Referring expression data:
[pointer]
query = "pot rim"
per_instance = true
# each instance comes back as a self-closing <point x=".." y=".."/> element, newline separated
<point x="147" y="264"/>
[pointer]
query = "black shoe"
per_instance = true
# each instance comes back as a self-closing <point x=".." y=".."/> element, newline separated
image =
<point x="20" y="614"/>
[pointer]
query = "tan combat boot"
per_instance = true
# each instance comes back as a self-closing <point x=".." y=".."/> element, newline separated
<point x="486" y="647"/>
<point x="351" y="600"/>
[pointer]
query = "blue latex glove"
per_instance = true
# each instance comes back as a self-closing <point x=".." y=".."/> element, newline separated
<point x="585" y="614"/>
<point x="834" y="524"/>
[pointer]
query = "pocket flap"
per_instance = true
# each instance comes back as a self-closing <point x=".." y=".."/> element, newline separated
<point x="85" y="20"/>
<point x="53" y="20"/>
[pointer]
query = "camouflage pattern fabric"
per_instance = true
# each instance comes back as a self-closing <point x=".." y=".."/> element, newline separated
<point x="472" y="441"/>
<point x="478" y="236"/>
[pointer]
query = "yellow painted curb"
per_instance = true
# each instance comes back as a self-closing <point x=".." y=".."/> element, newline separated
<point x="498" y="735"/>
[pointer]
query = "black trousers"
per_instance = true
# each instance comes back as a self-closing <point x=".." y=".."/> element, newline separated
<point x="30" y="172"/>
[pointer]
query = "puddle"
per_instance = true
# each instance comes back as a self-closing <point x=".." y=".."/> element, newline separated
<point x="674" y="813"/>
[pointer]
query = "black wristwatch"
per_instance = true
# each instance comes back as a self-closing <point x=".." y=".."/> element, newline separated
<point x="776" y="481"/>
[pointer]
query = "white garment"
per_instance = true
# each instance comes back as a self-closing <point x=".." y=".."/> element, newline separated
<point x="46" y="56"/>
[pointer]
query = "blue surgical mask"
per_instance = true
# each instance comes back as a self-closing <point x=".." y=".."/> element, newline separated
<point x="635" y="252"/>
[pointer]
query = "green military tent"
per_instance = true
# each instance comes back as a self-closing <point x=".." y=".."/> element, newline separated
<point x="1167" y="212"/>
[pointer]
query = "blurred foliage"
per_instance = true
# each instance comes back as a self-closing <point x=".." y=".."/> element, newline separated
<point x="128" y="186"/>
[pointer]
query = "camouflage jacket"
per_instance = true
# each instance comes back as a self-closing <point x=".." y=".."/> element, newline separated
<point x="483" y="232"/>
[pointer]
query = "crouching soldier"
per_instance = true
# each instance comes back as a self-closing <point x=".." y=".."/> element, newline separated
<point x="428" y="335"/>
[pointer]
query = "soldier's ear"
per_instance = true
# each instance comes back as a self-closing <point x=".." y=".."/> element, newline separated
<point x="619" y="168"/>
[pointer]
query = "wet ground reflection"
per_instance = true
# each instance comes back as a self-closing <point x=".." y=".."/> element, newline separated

#### [Your objective]
Return every line of the data unchanged.

#### [Exercise output]
[pointer]
query = "pot rim"
per_instance = true
# each instance comes back as a self-closing <point x=".." y=".."/> element, newline separated
<point x="147" y="264"/>
[pointer]
query = "black shoe"
per_instance = true
# each instance comes back as a self-closing <point x=".." y=".."/> element, newline separated
image =
<point x="20" y="614"/>
[pointer]
query = "tan combat boot"
per_instance = true
# each instance comes back as a self-closing <point x=".." y=".."/> element, newline separated
<point x="486" y="647"/>
<point x="351" y="600"/>
[pointer]
query = "blue latex glove"
per_instance = true
# each instance comes back as a self-closing <point x=".." y=".."/> element, newline separated
<point x="585" y="614"/>
<point x="834" y="524"/>
[pointer]
query = "pocket flap"
per_instance = true
# each instance comes back as a self-closing <point x=".." y=".."/> element, newline separated
<point x="85" y="20"/>
<point x="53" y="20"/>
[pointer]
query = "camouflage pattern fabric"
per_instance = true
# each instance comes back as a self-closing <point x=".." y=".."/> element, newline separated
<point x="472" y="441"/>
<point x="478" y="236"/>
[pointer]
query = "yellow painted curb"
per_instance = true
# each instance comes back as a self-closing <point x=".." y=".."/> element, newline separated
<point x="498" y="735"/>
[pointer]
query = "black trousers"
per_instance = true
# each instance comes back as a self-closing <point x=".." y=".."/> element, newline separated
<point x="30" y="172"/>
[pointer]
query = "puddle"
per_instance = true
# each instance comes back as a self-closing <point x=".." y=".."/> element, newline separated
<point x="674" y="813"/>
[pointer]
query = "black wristwatch"
per_instance = true
# each instance comes back as a self-closing <point x=".." y=".."/> element, newline separated
<point x="776" y="481"/>
[pointer]
query = "white garment"
per_instance = true
# each instance comes back as a self-closing <point x=".." y=".."/> element, newline separated
<point x="46" y="56"/>
[pointer]
query = "blue surgical mask"
per_instance = true
# each instance comes back as a self-closing <point x=".." y=".."/> element, newline separated
<point x="635" y="252"/>
[pointer]
query = "green military tent"
per_instance = true
# each instance comes back as a self-closing <point x=".." y=".."/> element, newline separated
<point x="1167" y="212"/>
[pointer]
query = "blurred foliage"
per_instance = true
# each instance comes back as a self-closing <point x=".." y=".."/> element, newline separated
<point x="128" y="186"/>
[pointer]
query = "camouflage jacket"
per_instance = true
# each instance comes back as a self-closing <point x=".." y=".."/> element, newline separated
<point x="483" y="232"/>
[pointer]
query = "crouching soldier"
per_instance = true
# each instance comes back as a self-closing <point x=".." y=".."/> element, newline separated
<point x="428" y="335"/>
[pointer]
query = "soldier's ear"
per_instance = true
# each instance comes back as a self-closing <point x=".." y=".."/> element, newline separated
<point x="619" y="168"/>
[pointer]
query = "wet ground reflection"
per_instance = true
# each instance comes back as a self-closing <point x=".." y=".."/> element, newline separated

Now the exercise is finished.